*What is required:* Exactly as they stand, set down the following records once more.

*Provided material:*

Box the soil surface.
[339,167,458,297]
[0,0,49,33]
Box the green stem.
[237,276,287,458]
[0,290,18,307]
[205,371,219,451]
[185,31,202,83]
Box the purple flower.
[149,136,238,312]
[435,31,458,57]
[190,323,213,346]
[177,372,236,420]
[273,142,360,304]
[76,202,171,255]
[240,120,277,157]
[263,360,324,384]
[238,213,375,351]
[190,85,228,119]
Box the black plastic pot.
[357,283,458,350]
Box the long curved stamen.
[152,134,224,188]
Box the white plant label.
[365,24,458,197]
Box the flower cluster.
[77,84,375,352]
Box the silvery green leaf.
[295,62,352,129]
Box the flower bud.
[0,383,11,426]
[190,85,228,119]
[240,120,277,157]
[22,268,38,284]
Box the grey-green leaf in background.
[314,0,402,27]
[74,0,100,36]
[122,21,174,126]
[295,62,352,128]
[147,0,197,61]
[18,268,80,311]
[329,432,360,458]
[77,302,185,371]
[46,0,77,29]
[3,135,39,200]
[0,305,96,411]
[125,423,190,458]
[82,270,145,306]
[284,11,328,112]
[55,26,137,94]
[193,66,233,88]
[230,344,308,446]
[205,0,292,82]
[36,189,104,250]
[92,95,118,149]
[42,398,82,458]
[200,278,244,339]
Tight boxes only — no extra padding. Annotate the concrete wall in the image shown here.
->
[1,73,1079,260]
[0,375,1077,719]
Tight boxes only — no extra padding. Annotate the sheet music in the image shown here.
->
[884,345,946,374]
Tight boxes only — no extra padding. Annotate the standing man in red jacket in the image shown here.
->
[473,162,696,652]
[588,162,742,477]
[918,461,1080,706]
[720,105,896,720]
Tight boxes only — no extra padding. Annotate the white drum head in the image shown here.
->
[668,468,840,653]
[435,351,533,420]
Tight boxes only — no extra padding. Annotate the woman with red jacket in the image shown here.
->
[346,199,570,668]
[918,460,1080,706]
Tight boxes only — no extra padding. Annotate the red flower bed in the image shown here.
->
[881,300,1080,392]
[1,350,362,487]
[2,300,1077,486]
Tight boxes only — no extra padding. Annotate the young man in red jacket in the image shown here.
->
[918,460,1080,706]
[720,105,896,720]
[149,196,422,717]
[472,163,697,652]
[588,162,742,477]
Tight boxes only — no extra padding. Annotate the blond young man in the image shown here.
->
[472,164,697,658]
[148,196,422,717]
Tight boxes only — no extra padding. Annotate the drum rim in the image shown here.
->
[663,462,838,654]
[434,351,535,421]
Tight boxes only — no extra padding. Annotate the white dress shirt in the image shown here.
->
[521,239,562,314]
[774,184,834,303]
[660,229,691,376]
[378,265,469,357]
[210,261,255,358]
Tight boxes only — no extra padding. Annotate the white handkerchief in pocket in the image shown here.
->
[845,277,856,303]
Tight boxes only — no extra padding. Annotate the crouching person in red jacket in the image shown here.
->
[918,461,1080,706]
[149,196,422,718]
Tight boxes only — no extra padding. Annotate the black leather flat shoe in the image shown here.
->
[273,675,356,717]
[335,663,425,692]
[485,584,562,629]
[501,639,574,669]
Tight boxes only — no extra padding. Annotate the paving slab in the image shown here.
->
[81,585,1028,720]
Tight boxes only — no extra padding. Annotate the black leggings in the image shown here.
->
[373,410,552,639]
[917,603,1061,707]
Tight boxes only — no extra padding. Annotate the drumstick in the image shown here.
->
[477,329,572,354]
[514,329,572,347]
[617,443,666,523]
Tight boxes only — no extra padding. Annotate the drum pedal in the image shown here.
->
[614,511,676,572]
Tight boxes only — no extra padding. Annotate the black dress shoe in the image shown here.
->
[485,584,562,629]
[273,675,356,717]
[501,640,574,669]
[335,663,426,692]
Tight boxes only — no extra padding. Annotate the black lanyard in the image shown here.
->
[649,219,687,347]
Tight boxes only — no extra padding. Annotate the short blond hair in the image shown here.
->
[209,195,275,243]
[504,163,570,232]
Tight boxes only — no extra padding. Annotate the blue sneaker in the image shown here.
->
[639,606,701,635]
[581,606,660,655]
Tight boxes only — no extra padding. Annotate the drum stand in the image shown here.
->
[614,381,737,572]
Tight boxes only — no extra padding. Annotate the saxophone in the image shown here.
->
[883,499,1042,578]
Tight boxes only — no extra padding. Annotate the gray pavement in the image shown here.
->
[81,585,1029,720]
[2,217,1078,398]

*Result of this exercise:*
Box the soil surface.
[339,167,458,297]
[0,0,49,33]
Box the green stem.
[237,276,287,458]
[0,290,18,307]
[205,371,219,451]
[185,31,202,83]
Box the purple flower.
[149,136,238,312]
[435,31,458,57]
[190,323,213,346]
[177,372,236,420]
[273,142,360,304]
[76,202,171,255]
[240,120,277,157]
[263,360,324,384]
[238,213,375,351]
[190,85,228,119]
Box the black plastic pot.
[357,283,458,350]
Box the long curved stamen.
[152,134,224,188]
Box the white plant label.
[365,24,458,197]
Box the flower cluster.
[77,84,375,352]
Box the silvery green leaf.
[295,62,352,129]
Box the flower bud.
[0,383,11,426]
[190,85,228,119]
[240,120,277,157]
[22,268,38,284]
Box the grey-green leaf in background.
[314,0,402,27]
[74,0,100,36]
[122,21,174,126]
[295,62,352,128]
[147,0,197,61]
[18,268,80,311]
[329,432,360,458]
[77,302,185,371]
[46,0,77,29]
[3,135,39,200]
[0,305,96,411]
[125,423,190,458]
[82,270,145,306]
[284,11,328,112]
[55,26,137,94]
[193,66,233,88]
[230,344,308,446]
[205,0,292,82]
[36,189,104,250]
[92,95,118,149]
[42,398,82,458]
[200,278,244,339]
Tight boxes only — no extra padding. Annotate the concrete wall in the image shown here.
->
[1,73,1079,260]
[0,375,1077,719]
Tight boxes only — no extra padding. Annotate the sheet music in the image shown here.
->
[884,345,946,374]
Tight boxes only — no extra padding. Annotate the standing man in red jacket in the image shown here.
->
[473,162,696,652]
[588,162,742,477]
[918,461,1080,706]
[720,105,896,720]
Tight boxes only — no extra padding. Annotate the white drum head in the image shown here.
->
[668,468,840,653]
[435,351,533,420]
Tight boxes only — no extra padding. Annotate the woman with red jacket in the image shown here.
->
[346,199,570,668]
[918,460,1080,706]
Tight boxes only — no extra padding. Annotate the red flower bed in the image shown here.
->
[881,300,1080,392]
[1,350,362,487]
[2,300,1077,486]
Tight boxes only — no extra padding. Annotate the young man in red jacket in the image shown here.
->
[918,460,1080,706]
[720,105,896,720]
[149,196,422,717]
[472,163,697,652]
[588,162,742,477]
Tight boxes only — no extra padding. Annotate the blond young man in the image shown here.
->
[472,164,697,658]
[148,196,422,717]
Tight boxes only — no extra padding. Annotate the drum rim in the image shown here.
->
[663,462,838,654]
[434,351,535,421]
Tight boxes only — no extra padding. Annotate the white dress shirt in the image shown here.
->
[521,239,562,314]
[774,184,834,303]
[660,229,691,376]
[378,265,469,357]
[210,261,255,358]
Tight boxes only — no extra padding. Annotate the white handkerchief in pocket in the image shown here.
->
[845,277,856,303]
Tight boxes only — no extra padding. Annotate the crouching person in red jacket in the image shown here.
->
[918,461,1080,706]
[149,196,422,718]
Tight boxes only — no extra padding. Annotate the black leather flat shoe in the image shown here.
->
[273,675,356,717]
[335,663,425,692]
[485,584,562,629]
[501,639,574,669]
Tight boxes only — no extra padding. Annotate the paving slab in the image shown here.
->
[81,585,1028,720]
Tight boxes only — no extra padding. Annotate the black leggings in the image shown here.
->
[373,410,552,639]
[917,603,1061,707]
Tight boxes only — no extra padding. Annotate the drumstick in the image shown here.
->
[477,329,572,354]
[514,329,572,347]
[617,443,666,523]
Tight boxes only — no extra padding. Annotate the drum pedal in the image shown here.
->
[614,511,676,572]
Tight boxes only — no extra padding. Annotate the black dress shoe in the image shown here.
->
[485,584,562,629]
[273,675,356,717]
[501,640,574,669]
[335,663,426,692]
Tight boxes only — no extra padding. Annotate the black lanyard in the image shown here.
->
[649,219,687,347]
Tight boxes only — no extra padding. Annotate the short blond hair in the image shown here.
->
[209,195,275,243]
[504,163,570,232]
Tight boxes only — no extra padding. Annotate the blue sneaker in the image shown here.
->
[639,606,701,635]
[581,606,660,655]
Tight boxes only — no extra padding. Annotate the drum stand in the image shown here.
->
[614,381,737,572]
Tight boxes only — no extra padding. Annotate the saxophone in the image shown here.
->
[883,499,1042,578]
Tight boxes only — no extra padding. Annotate the gray pavement in the image shown here.
->
[81,585,1029,720]
[2,217,1078,398]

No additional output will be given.